### [EXERCISE REQUIREMENTS]
Repeat precisely the span of lines below that opens with the line containing "Annotate the small" and closes with the line containing "Annotate the moss", both included.

══════

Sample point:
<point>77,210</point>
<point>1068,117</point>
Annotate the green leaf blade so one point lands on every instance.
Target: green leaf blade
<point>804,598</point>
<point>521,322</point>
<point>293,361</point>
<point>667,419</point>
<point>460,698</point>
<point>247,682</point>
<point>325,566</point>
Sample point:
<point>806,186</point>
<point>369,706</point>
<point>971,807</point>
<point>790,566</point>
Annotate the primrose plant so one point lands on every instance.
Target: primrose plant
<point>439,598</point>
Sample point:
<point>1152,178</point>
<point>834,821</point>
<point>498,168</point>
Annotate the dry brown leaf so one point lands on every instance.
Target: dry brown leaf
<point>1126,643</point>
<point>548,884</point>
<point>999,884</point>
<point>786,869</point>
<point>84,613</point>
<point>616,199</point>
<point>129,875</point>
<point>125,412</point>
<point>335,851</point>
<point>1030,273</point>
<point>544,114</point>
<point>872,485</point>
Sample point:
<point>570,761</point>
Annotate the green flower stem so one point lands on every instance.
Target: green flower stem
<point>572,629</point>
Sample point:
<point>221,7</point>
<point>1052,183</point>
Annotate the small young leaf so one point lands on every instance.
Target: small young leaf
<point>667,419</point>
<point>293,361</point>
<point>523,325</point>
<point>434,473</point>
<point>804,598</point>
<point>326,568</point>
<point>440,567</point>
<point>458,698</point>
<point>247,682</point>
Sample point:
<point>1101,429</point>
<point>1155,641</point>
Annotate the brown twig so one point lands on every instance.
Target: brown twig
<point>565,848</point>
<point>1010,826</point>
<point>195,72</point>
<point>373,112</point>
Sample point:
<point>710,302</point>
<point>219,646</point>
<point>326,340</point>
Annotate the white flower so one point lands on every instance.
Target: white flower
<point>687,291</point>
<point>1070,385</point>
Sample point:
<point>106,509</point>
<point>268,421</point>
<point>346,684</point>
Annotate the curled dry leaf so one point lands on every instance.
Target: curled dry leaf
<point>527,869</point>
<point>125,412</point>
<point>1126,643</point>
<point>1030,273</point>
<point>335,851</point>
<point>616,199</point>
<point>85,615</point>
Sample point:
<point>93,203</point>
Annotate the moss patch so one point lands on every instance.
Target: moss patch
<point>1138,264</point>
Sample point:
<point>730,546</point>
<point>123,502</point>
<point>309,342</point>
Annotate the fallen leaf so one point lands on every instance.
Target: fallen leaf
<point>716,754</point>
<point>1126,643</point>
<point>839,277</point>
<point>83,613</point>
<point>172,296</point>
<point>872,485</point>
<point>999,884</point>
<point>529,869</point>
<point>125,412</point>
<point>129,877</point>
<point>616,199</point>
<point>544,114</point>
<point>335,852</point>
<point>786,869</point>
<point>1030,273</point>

══════

### [RESPONSE]
Annotate the small young leaf so one point lands on every instance.
Target: small young leaf
<point>667,419</point>
<point>293,361</point>
<point>523,325</point>
<point>434,473</point>
<point>804,598</point>
<point>326,568</point>
<point>440,567</point>
<point>458,698</point>
<point>247,682</point>
Sample point:
<point>1101,429</point>
<point>1155,641</point>
Annotate the brown twig so one point lands on every instance.
Target: brown twig
<point>565,848</point>
<point>1010,826</point>
<point>195,72</point>
<point>373,112</point>
Sample point:
<point>710,302</point>
<point>219,646</point>
<point>326,340</point>
Annotate the white flower so one point lands on every instance.
Target: white flower
<point>687,291</point>
<point>1070,385</point>
Sample point:
<point>106,509</point>
<point>268,421</point>
<point>346,684</point>
Annotate the curled dry leaf so one point lands on every instance.
Target: curled dry leaf
<point>527,869</point>
<point>125,412</point>
<point>1126,643</point>
<point>1030,273</point>
<point>335,851</point>
<point>616,199</point>
<point>85,615</point>
Sample point:
<point>93,203</point>
Annotate the moss patch so one point lands on every instance.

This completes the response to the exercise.